### The data
= = = = = = =

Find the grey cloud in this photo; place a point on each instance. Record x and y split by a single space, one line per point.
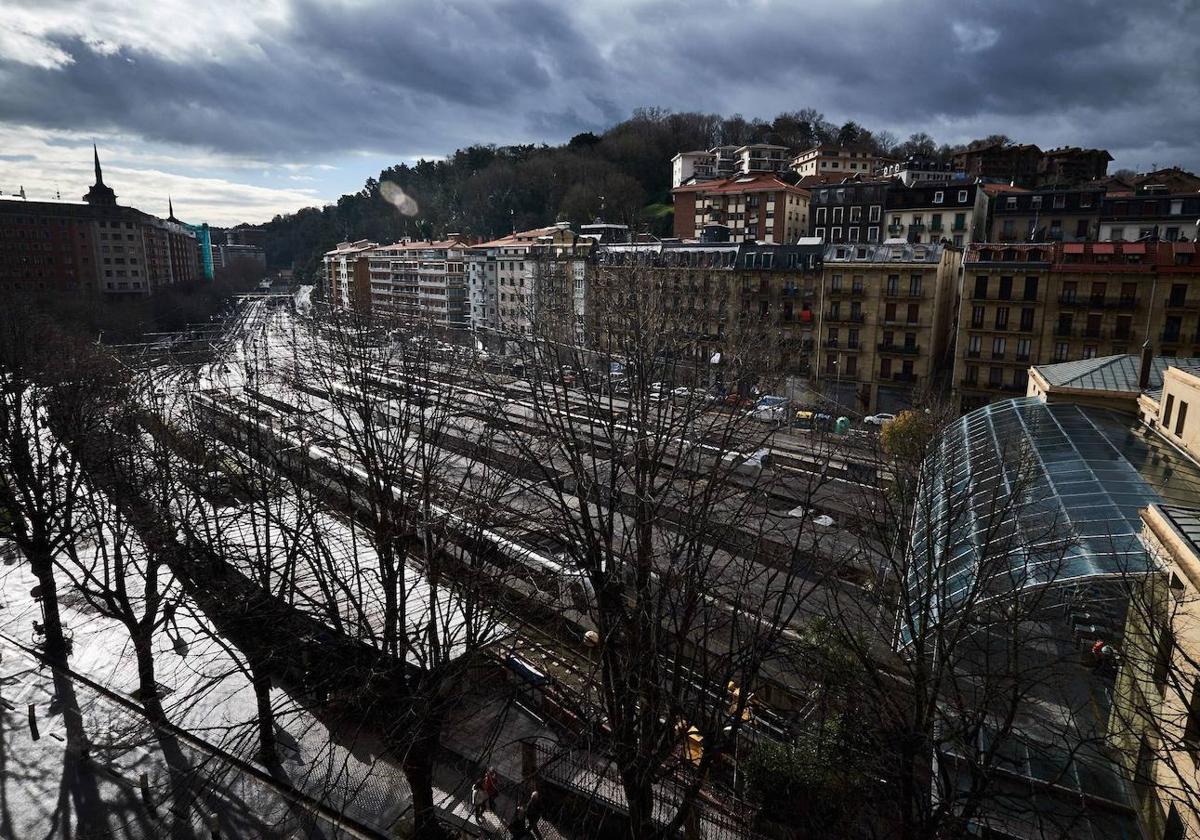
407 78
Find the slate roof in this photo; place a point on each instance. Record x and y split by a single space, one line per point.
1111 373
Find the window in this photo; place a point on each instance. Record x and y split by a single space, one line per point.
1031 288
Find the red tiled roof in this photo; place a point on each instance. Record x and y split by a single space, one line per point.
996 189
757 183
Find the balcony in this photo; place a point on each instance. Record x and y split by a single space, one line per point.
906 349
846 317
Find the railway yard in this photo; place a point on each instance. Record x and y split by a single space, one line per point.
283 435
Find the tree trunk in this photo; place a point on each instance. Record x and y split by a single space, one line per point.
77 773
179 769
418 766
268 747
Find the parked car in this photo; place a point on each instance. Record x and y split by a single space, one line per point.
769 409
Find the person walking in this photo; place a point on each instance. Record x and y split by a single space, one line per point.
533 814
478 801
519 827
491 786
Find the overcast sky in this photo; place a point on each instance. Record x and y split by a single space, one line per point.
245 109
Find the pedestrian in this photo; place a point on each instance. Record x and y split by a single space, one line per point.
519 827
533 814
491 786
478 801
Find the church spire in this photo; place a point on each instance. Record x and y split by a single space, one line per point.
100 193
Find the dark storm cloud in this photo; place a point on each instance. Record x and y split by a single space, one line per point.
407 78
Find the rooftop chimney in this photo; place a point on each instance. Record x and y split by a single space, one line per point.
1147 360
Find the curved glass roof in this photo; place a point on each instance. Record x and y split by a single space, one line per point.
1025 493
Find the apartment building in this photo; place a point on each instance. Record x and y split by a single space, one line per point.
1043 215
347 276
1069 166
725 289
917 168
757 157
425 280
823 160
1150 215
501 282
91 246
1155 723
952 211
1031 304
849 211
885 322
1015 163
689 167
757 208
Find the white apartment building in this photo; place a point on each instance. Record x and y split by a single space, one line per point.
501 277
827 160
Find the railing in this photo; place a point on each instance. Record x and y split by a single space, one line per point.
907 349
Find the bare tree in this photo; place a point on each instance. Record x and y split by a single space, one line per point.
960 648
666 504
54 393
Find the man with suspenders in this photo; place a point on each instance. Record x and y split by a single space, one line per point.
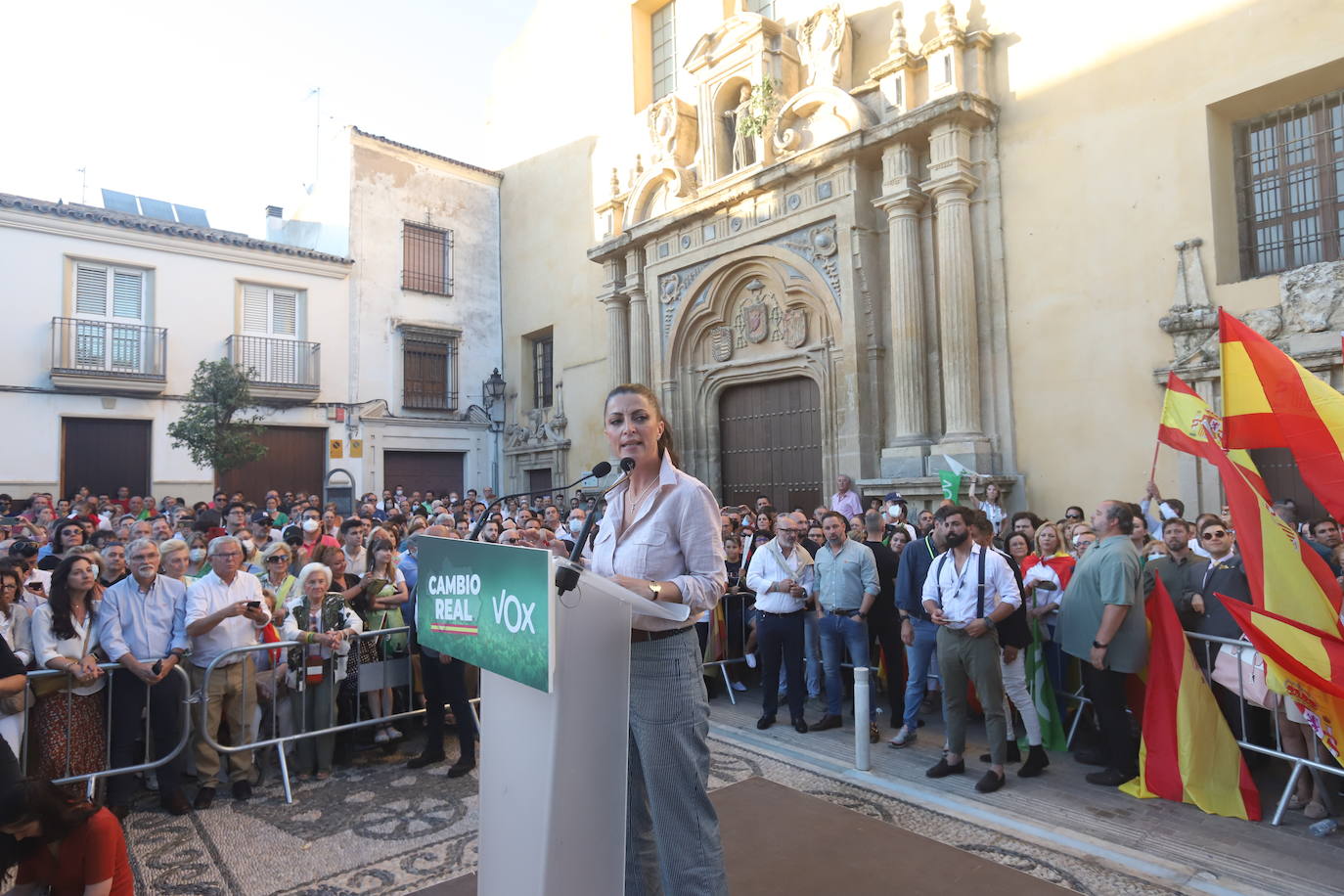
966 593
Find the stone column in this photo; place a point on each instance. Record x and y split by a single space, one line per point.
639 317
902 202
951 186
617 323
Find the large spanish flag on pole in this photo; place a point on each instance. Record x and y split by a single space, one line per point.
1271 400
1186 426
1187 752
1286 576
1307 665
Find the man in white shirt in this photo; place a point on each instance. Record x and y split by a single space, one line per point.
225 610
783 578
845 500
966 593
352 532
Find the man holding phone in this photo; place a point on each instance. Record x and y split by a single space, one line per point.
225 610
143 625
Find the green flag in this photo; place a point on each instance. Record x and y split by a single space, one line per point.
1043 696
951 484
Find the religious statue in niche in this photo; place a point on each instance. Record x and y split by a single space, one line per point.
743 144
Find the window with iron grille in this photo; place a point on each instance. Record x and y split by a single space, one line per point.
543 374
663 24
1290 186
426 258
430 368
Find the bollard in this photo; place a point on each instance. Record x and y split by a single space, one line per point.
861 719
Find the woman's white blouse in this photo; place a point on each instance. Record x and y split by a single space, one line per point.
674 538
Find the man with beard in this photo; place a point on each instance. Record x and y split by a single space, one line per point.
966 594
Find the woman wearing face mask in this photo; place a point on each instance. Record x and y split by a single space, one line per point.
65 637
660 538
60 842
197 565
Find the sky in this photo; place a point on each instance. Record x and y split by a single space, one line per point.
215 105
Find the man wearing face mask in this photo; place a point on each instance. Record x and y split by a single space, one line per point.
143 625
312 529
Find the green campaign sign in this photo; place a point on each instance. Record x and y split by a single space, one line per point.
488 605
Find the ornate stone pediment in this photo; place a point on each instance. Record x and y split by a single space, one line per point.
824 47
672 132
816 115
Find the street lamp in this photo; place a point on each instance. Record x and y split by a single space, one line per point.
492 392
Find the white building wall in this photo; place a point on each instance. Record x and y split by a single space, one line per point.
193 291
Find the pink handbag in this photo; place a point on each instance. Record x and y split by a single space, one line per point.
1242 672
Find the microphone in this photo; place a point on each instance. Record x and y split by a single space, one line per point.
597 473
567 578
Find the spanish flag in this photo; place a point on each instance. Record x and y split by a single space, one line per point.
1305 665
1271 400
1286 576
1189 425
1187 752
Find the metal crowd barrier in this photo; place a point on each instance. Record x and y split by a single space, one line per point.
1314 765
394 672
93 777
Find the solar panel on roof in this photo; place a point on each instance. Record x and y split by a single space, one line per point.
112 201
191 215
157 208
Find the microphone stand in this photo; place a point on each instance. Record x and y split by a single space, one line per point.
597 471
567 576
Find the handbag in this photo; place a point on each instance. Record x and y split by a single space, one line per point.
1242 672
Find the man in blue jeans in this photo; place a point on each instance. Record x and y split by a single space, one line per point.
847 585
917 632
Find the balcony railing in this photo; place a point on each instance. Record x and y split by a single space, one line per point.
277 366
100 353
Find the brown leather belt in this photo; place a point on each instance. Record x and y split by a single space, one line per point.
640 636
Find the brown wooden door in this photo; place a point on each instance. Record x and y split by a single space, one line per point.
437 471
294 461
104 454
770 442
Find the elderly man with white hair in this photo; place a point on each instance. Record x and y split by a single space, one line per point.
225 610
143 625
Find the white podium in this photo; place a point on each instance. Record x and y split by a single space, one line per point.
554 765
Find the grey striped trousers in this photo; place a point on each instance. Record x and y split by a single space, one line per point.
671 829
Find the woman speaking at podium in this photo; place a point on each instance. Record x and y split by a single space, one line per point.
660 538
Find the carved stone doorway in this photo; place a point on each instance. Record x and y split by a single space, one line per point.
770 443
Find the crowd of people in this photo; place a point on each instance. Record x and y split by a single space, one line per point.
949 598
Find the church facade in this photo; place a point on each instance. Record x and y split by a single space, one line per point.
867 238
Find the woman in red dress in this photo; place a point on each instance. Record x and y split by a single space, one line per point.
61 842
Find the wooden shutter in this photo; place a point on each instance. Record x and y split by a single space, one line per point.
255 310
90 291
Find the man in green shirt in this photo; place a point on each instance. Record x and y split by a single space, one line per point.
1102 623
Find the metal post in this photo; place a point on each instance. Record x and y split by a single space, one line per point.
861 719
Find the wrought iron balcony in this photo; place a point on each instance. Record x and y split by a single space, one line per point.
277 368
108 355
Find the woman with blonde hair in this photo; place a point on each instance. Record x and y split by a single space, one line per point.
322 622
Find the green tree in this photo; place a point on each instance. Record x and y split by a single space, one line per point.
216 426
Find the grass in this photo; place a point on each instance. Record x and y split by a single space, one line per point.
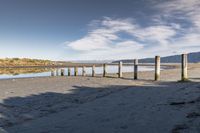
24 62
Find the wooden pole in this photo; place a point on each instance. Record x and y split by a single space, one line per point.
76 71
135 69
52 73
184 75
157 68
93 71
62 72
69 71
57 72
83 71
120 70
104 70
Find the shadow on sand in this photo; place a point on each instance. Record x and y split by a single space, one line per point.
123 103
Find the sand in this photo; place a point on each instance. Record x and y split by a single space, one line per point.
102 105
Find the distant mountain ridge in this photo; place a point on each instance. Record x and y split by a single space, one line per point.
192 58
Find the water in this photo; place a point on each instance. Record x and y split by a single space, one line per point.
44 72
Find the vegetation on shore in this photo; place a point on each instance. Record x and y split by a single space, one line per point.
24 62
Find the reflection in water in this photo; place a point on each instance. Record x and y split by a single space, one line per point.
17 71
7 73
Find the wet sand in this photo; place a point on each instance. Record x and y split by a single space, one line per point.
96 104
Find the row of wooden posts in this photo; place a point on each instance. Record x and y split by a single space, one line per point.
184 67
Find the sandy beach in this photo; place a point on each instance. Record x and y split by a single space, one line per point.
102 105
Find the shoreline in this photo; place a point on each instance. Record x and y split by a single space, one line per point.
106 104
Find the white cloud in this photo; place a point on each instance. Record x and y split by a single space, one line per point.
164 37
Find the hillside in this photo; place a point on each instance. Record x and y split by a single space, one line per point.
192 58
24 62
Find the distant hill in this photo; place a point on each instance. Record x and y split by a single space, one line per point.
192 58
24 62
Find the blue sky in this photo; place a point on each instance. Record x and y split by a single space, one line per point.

= = = = = = =

### Exercise
Beginning at the line where "Find the wooden pole" appears, extract each line through the end of the data above; keep them exact and include nothing else.

### Reply
Find the wooden pole in this photo; place a point on each instance. Record x and y split by a single space, one line per point.
76 71
135 69
52 73
184 75
157 68
93 71
62 72
69 71
57 72
83 71
120 70
104 70
Find the shadow on sand in this photo; place a point on each instance. Record x and y split by a single space, one line per point.
123 103
Find the sand in this photo; place a point on each instance. Record x and y split by a single space, one line per point.
102 105
Find the distant mountain ridge in this photo; place a point on each instance. Record x and y split by a single space, one line per point.
192 58
Find the water in this photo; place a point on each instance. Record x and y split by a single space, one line per point.
44 72
Find the vegetation on shore in this photo; place a point on each instance. Record x and y split by a single space, one line per point.
24 62
Find the reflection in water in this photo; place a point on each instance. Record x and y split by a single space, one line per point.
17 71
7 73
Find the wet sand in this photo; place a point on each instance. Record x and y split by a single space, one line per point.
96 104
Find the row of wooden posts in this photo; place a point on each instance. Record x and y split by a single space, one line per point.
184 67
Find the sandy beach in this photo; place a point on each instance. Record x and y split by a single space, one line per point.
102 105
Find the shoreline in this photo; place a point on each instance. Record x and y split by a single space, one line per point.
106 104
Find the white cloud in this photo; place a point on each instance. Record x and y split by a single space, one line per point.
164 37
Find the hillside in this photo; place a point on each instance. Record x and y split by a single space, one line per point.
192 58
24 62
Find the distant hill in this photo; place a point on each instance. Record x and y split by a single space, one line per point.
192 58
24 62
Find the blue sky in this photo; place a point on each instance. Record x and y split by a single space, one line per point.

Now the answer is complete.